> Exercise directions: Going down the listing below, print exactly each line from the one with "Target: bread roll" up to and including the one with "468, row 36.", and skip the rest.

> Data under study:
+-------+
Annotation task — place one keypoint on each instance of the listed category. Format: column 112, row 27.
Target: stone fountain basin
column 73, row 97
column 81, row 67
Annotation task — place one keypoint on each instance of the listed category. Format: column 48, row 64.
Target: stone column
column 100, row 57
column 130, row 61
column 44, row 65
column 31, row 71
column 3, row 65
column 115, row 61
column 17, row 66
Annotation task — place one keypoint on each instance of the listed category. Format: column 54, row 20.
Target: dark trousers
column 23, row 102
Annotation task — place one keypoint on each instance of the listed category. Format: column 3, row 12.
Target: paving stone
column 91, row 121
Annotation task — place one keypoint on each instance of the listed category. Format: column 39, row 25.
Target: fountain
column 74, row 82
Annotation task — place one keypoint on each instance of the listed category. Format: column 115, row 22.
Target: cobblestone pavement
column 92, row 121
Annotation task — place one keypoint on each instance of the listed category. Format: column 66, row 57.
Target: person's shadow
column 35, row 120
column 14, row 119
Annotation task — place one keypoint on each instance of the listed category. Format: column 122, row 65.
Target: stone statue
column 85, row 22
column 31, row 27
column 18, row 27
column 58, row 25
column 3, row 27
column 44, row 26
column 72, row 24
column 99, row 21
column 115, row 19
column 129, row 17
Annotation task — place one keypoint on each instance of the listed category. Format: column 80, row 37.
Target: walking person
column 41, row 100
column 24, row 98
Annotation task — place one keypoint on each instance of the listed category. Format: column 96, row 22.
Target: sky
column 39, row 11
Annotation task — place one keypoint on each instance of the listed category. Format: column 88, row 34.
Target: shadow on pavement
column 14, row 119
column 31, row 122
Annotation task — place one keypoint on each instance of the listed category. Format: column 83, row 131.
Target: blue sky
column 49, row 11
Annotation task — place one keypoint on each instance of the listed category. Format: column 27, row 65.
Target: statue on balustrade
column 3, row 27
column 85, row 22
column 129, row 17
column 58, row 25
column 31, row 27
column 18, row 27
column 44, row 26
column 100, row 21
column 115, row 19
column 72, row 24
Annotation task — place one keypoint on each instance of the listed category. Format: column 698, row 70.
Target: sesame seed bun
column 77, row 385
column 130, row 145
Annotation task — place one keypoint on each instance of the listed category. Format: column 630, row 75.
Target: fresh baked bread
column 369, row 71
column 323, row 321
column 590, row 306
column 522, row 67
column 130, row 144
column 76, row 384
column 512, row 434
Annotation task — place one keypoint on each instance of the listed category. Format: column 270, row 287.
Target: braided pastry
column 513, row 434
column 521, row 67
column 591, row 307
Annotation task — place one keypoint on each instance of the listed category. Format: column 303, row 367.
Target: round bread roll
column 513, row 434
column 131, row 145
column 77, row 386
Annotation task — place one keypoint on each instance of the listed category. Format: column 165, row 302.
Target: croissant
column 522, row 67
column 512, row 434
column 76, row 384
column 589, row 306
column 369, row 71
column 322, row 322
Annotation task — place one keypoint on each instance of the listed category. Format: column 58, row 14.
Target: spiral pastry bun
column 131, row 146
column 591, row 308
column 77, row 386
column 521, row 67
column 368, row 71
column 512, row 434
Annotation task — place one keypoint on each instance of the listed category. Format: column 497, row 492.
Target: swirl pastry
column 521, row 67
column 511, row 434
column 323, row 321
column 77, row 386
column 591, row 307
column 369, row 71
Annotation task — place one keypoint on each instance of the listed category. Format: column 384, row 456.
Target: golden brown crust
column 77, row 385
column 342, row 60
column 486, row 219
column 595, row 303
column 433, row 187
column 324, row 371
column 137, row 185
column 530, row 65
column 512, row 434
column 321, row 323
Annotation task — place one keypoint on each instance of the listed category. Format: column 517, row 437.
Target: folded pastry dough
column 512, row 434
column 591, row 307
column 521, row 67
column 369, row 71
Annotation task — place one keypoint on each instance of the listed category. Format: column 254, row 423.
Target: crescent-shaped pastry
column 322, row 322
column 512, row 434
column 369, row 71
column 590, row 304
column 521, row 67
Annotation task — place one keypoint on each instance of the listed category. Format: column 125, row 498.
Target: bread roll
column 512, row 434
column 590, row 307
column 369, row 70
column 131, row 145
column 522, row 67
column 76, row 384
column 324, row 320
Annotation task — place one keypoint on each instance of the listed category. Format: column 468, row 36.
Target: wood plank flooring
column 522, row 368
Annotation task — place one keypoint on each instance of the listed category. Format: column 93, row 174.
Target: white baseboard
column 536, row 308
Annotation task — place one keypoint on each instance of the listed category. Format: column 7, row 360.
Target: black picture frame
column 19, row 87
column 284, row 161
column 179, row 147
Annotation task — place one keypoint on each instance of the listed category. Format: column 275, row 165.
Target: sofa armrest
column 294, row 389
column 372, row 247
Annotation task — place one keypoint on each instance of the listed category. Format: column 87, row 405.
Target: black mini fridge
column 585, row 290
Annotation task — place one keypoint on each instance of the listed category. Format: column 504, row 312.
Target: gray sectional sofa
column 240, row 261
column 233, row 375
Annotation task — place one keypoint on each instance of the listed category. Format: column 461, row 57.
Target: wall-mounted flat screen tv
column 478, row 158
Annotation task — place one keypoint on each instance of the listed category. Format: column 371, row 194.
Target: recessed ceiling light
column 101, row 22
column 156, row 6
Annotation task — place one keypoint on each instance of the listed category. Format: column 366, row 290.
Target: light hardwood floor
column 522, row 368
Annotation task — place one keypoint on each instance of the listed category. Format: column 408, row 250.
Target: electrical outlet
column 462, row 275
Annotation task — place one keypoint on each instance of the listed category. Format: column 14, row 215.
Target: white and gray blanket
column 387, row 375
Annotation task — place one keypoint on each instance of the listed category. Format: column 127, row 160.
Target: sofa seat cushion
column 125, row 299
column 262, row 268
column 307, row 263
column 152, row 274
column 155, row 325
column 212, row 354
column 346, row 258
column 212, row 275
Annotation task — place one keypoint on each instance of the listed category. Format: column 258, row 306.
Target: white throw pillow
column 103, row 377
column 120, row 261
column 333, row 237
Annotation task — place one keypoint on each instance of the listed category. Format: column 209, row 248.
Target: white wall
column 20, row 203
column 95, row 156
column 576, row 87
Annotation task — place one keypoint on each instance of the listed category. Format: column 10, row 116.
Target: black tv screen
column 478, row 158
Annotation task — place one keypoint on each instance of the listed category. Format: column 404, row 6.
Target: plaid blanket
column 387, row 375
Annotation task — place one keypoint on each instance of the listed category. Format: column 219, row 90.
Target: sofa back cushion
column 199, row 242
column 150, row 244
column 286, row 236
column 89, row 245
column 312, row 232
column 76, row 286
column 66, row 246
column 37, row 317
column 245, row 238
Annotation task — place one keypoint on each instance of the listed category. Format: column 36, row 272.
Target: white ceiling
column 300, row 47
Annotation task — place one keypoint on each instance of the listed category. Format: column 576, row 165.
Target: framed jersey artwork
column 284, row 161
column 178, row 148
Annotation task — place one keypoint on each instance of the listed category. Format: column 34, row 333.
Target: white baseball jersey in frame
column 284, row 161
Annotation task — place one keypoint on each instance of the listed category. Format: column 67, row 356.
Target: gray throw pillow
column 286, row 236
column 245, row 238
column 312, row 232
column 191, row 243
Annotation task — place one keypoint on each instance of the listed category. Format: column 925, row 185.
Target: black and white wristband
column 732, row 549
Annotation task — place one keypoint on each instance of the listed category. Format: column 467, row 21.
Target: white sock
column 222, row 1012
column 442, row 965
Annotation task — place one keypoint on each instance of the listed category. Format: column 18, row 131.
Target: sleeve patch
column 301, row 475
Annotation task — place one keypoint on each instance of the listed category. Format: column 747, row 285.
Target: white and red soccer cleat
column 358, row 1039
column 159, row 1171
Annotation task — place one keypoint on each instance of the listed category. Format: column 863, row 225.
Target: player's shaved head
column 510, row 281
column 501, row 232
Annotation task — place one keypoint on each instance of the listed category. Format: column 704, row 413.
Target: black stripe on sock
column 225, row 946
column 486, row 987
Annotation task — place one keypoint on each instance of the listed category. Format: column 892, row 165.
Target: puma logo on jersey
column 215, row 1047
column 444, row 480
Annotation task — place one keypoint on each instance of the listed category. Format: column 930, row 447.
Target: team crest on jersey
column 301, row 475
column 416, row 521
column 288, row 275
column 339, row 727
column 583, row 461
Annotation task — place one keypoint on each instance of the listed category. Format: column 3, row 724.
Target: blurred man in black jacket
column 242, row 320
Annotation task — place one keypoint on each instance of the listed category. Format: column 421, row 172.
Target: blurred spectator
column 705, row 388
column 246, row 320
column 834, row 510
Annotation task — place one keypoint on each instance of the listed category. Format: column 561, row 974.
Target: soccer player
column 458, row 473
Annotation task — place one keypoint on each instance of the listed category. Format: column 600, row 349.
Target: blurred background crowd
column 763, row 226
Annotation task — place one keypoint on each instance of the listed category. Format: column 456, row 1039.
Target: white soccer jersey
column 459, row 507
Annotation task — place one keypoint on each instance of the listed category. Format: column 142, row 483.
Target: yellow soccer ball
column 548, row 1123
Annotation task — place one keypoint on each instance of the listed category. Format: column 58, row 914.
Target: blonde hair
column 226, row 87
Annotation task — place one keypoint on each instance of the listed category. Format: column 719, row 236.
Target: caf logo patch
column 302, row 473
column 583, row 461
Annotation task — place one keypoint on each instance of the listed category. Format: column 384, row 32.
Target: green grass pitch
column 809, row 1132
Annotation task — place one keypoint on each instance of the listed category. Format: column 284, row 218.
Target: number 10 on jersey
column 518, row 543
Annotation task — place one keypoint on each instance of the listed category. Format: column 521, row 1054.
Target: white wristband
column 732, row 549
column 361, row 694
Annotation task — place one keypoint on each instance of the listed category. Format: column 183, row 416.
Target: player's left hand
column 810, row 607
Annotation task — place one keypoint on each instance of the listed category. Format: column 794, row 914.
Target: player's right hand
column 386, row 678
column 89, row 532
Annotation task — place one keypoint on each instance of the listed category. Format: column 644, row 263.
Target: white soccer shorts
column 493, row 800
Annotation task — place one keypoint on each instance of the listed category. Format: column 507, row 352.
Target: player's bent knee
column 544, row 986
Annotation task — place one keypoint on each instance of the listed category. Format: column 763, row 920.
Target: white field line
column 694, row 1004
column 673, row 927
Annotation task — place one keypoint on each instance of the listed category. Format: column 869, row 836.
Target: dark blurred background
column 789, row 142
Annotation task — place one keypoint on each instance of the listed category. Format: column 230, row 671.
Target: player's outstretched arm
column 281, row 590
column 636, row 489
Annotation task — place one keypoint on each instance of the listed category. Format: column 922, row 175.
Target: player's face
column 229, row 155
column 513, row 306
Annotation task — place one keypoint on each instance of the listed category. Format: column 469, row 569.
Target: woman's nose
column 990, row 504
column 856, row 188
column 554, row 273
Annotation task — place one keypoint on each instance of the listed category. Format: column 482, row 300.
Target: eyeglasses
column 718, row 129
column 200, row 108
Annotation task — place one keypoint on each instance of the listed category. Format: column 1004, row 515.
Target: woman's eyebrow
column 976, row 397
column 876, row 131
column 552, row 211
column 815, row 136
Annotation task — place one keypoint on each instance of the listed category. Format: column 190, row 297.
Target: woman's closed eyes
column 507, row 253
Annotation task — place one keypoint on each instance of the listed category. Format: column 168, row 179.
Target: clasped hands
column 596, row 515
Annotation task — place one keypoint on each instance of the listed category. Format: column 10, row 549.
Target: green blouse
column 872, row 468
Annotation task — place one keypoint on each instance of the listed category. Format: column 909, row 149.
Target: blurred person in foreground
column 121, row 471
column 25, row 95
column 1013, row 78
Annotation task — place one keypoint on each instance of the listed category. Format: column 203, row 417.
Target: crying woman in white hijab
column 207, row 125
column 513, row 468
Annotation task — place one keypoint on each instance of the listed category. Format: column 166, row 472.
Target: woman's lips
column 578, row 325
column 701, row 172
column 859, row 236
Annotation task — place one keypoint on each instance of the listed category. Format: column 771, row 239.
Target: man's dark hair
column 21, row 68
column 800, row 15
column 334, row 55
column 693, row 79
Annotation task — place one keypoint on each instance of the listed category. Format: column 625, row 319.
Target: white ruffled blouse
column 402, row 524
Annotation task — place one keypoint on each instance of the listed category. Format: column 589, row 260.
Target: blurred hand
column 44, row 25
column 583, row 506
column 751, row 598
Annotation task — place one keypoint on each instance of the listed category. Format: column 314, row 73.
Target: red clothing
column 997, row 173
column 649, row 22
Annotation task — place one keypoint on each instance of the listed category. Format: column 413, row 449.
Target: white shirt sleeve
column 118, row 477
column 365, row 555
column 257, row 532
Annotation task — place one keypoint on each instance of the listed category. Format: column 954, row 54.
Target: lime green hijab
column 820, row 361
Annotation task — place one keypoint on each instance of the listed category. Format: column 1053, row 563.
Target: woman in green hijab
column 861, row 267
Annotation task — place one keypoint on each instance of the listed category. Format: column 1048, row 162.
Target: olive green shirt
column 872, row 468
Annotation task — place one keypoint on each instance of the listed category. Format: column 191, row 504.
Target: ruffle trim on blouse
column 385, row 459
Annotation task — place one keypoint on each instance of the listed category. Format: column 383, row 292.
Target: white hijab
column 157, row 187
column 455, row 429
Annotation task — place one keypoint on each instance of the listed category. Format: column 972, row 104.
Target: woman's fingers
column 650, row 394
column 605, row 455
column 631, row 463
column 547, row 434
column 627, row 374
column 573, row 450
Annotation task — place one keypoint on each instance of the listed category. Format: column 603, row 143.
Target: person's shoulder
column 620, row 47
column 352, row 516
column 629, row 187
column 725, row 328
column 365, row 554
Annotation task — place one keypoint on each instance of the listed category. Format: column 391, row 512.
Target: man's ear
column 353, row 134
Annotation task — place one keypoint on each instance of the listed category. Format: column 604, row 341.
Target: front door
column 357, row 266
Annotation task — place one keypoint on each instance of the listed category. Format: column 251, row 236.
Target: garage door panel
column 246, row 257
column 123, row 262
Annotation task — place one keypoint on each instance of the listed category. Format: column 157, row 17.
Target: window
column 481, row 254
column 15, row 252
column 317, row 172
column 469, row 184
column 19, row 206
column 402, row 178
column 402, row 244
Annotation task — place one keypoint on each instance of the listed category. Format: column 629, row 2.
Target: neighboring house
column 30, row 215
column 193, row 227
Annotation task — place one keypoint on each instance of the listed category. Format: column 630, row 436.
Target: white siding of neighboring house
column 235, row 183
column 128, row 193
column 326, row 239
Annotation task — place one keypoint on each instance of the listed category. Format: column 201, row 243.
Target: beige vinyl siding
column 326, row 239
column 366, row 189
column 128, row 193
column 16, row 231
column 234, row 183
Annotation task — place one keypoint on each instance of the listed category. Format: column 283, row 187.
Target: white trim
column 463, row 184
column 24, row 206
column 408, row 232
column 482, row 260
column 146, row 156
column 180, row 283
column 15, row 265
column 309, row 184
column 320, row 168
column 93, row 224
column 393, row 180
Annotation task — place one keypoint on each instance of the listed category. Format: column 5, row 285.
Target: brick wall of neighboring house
+-------+
> Result:
Target: bread roll
column 512, row 434
column 590, row 307
column 369, row 70
column 131, row 145
column 522, row 67
column 76, row 384
column 324, row 320
Annotation task — place one keypoint on each instance of the listed category. Format: column 468, row 36.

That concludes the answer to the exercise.